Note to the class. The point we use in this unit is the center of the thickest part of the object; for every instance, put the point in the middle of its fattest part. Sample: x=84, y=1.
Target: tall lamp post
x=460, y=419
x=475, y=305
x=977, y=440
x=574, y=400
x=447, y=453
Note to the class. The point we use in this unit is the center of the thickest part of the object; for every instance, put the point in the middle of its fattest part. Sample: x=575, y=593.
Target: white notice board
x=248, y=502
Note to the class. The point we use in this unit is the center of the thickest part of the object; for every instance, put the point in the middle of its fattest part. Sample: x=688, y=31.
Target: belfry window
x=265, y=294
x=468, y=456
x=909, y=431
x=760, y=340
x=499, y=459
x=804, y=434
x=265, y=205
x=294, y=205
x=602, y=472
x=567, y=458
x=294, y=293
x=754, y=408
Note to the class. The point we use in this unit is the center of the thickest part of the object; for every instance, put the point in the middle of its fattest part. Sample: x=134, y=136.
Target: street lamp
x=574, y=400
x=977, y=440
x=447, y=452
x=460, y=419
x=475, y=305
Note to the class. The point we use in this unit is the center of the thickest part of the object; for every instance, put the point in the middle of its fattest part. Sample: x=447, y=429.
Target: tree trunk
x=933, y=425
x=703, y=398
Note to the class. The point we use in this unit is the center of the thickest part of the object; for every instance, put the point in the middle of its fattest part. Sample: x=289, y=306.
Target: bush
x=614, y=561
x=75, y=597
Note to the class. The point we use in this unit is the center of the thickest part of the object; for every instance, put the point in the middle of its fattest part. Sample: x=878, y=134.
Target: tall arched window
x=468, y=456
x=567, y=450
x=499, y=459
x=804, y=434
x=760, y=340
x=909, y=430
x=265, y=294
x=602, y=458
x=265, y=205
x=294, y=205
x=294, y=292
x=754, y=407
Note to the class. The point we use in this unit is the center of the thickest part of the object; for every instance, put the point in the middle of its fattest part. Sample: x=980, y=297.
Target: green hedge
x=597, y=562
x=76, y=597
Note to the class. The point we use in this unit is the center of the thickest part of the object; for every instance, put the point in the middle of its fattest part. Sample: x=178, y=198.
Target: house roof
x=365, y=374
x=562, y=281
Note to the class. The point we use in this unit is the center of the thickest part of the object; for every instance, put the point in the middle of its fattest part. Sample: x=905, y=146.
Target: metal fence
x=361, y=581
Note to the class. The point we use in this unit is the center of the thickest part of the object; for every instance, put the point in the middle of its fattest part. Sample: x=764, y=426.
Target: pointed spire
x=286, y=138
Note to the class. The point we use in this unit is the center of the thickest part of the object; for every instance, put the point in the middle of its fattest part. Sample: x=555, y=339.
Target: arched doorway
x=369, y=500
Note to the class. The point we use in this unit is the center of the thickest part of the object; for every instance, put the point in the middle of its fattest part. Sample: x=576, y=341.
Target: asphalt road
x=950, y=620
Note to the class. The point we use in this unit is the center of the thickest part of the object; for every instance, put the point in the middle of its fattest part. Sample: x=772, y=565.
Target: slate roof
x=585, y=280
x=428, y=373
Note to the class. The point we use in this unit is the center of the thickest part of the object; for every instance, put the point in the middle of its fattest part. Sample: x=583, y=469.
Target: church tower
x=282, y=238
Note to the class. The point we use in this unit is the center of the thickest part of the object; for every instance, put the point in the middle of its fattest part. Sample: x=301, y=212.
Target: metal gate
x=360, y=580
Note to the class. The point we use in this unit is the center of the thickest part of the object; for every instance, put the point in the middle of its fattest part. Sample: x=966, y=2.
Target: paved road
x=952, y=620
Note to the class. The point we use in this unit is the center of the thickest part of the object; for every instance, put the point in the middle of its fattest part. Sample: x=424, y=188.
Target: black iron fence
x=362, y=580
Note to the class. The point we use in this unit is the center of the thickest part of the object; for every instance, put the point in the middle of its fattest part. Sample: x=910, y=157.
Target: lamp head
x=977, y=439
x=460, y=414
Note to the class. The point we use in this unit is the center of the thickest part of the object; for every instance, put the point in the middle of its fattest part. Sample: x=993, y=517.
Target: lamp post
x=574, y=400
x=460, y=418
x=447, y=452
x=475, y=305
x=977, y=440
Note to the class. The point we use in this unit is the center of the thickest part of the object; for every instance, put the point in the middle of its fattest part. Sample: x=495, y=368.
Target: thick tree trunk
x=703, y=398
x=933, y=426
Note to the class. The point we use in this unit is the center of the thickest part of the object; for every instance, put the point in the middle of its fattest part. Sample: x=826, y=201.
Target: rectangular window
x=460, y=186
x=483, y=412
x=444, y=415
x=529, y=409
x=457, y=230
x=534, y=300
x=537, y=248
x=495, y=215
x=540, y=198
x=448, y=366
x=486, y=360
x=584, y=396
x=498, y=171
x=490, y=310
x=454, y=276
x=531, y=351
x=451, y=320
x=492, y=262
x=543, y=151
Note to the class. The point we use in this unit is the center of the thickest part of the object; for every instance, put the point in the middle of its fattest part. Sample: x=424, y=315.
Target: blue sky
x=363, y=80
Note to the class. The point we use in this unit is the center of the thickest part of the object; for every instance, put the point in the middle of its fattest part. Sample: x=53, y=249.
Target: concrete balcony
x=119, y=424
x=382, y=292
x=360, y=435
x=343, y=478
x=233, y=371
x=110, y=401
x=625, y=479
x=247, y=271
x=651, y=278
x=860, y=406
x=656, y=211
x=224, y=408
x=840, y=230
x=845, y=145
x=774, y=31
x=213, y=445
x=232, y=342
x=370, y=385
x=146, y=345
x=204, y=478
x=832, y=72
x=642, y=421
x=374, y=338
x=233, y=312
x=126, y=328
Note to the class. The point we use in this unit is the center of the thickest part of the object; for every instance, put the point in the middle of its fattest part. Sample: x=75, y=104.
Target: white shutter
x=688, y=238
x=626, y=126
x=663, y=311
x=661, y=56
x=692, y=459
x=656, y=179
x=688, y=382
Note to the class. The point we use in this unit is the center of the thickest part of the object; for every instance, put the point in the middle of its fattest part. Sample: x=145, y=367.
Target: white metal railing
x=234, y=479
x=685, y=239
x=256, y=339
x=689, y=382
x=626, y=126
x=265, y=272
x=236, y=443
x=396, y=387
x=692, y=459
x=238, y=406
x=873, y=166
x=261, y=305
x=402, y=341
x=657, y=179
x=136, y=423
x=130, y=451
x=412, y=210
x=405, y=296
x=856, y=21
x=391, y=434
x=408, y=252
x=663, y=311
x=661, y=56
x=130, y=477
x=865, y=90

▸ Task brief: Rewrite the material between the lines holding "Sample: x=905, y=146." and "x=286, y=138", inclusive, and offset each coordinate in the answers by adding 45 while leaving every other line and number unchanged.

▸ Answer to this task:
Note to the class. The point we use in this unit is the center of the thickest part of the object; for every instance, put the point in the middle of its fattest part. Sample: x=905, y=146.
Target: metal fence
x=406, y=626
Note to the class. The point we use in this unit is the center of the thickest part of the object; for every instance, put the point in the middle of its fattest part. Sample: x=764, y=426.
Target: pointed spire
x=331, y=183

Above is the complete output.